# Problem description:
From the line containing "blurred background in the photo above accordingly." to the last line of the records, please reproduce every line exactly and nothing more.

# Provided records:
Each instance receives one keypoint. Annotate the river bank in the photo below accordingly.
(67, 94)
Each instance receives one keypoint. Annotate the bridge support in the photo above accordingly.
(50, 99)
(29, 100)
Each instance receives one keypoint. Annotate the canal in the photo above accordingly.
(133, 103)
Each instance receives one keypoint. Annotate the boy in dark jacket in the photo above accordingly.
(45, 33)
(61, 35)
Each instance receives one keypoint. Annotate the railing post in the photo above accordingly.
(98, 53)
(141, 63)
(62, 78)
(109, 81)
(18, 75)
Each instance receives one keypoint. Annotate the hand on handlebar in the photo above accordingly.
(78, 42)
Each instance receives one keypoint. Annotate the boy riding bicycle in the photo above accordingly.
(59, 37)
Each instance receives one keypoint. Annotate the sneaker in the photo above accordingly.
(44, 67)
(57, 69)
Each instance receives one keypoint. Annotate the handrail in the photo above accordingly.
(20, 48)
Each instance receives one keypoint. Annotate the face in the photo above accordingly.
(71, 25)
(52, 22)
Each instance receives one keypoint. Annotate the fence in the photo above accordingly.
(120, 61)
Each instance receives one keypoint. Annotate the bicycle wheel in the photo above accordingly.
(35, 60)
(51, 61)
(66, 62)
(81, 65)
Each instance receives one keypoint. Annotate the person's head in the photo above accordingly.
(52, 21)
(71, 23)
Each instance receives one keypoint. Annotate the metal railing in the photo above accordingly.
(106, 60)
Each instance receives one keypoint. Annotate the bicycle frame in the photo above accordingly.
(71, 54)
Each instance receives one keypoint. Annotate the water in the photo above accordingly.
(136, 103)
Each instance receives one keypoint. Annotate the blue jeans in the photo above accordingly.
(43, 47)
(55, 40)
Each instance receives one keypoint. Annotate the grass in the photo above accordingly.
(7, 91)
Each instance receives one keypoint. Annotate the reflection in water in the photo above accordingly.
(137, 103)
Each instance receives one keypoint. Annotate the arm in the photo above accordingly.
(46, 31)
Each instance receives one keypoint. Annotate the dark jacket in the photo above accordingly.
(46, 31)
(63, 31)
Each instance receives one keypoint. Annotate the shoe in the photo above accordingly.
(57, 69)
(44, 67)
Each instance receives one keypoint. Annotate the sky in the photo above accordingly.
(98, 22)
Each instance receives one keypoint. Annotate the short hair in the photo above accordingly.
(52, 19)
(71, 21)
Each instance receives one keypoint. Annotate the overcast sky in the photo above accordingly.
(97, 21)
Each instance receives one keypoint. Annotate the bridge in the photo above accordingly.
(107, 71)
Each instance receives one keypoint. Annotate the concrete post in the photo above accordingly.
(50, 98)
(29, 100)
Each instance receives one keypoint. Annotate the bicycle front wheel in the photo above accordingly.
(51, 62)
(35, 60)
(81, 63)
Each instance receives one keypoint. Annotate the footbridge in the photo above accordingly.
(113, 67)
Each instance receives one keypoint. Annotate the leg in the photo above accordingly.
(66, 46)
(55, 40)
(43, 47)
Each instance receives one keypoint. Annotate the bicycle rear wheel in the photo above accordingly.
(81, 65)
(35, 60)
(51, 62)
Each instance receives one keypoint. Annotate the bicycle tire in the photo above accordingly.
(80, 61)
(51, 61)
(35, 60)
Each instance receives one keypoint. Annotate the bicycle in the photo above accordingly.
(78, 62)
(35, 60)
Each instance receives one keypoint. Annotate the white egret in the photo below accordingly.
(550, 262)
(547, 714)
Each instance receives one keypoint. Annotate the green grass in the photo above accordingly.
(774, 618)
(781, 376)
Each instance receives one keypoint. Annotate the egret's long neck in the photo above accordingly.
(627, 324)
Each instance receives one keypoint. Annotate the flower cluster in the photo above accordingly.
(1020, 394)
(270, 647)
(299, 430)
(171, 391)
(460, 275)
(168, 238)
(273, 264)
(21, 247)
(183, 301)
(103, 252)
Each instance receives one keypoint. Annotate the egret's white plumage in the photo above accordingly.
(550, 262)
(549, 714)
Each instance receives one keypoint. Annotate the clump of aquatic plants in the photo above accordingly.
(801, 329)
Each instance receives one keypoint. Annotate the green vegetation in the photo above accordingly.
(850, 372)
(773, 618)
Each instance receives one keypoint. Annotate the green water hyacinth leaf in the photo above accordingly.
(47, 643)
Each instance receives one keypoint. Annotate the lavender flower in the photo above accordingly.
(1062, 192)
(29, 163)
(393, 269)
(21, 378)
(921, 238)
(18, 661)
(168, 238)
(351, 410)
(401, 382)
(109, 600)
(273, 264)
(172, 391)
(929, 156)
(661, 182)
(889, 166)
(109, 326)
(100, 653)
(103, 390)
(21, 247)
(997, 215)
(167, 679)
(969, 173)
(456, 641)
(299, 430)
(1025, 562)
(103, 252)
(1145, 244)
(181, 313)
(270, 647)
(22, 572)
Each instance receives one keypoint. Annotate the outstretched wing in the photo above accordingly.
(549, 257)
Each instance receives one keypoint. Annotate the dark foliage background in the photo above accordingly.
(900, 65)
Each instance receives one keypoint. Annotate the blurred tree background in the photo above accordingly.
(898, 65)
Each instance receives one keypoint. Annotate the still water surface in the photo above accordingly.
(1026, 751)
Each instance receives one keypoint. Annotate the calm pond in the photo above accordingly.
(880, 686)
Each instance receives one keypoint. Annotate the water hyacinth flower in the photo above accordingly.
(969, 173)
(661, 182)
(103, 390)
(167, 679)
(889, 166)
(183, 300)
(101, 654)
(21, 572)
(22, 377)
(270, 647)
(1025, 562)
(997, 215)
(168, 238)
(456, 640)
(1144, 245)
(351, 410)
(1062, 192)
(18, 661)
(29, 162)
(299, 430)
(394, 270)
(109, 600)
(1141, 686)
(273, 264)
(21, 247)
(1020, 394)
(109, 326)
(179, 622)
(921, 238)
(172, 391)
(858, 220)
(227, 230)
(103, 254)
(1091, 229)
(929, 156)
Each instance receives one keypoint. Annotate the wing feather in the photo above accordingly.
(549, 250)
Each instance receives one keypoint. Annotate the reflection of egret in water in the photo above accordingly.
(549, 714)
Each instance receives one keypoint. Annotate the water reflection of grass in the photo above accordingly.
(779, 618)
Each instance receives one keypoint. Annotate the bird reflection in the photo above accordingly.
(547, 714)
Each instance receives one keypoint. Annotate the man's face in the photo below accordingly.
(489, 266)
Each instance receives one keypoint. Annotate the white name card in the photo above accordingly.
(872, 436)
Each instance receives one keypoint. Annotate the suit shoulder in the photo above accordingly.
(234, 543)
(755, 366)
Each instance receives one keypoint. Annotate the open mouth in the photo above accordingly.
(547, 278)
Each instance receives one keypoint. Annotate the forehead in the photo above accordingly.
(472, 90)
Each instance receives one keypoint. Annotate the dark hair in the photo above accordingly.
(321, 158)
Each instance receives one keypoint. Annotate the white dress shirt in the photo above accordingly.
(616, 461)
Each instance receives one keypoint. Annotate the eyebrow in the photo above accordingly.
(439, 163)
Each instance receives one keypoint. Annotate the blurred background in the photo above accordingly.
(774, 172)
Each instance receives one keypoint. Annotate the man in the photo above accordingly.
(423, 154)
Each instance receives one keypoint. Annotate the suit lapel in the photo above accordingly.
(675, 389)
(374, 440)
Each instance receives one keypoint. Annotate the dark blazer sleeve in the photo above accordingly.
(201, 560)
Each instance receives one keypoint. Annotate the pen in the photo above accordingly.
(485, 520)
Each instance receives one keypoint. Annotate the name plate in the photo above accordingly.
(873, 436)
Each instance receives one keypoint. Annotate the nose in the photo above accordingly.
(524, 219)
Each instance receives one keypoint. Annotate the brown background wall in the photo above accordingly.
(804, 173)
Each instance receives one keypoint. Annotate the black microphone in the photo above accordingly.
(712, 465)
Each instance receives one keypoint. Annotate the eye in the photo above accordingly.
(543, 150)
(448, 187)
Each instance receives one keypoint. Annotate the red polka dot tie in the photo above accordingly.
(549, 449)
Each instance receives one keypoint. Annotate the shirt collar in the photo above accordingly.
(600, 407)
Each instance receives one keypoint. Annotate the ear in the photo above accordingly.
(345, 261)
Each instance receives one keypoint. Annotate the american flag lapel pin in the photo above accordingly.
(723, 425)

# Task output:
Each instance receives one keypoint. Annotate the blurred background in the photo above accordingly.
(774, 172)
Each instance receives one keypoint. Annotate the man in the photo above accordingly.
(423, 154)
Each instance receives one keypoint. Annotate the suit lapel in the photo above accordingly.
(675, 389)
(374, 440)
Each instance receives one keypoint. Annotate the dark blazer sleeve in the photo above accordingly.
(201, 560)
Each instance receives one keypoint. Annotate the pen in the photo above accordingly.
(485, 520)
Each instance receives one keypoint. Annotate the name plate in the photo above accordingly.
(873, 436)
Each instance receives one keypoint. Annotate the nose in the photo above accordingly.
(524, 219)
Each instance receives one keypoint. Annotate the brown background wall in the photo above accordingly.
(804, 173)
Each instance receives one keypoint. Annotate the black microphone in the photo above accordingly.
(712, 465)
Each instance receives one keypoint. Annotate the eye in the photo above accordingly.
(543, 150)
(448, 187)
Each instance receives one keypoint. Annotate the red polka dot tie in the photo above accordingly.
(549, 449)
Each instance receives one keypoint. Annotate the shirt collar in the photo above accordingly.
(600, 407)
Each instance receives one keypoint. Annotate the ear in the photo above accordingly.
(345, 261)
Each instance receives one keypoint. Annotate the american flag lapel pin in the photo above accordingly.
(723, 425)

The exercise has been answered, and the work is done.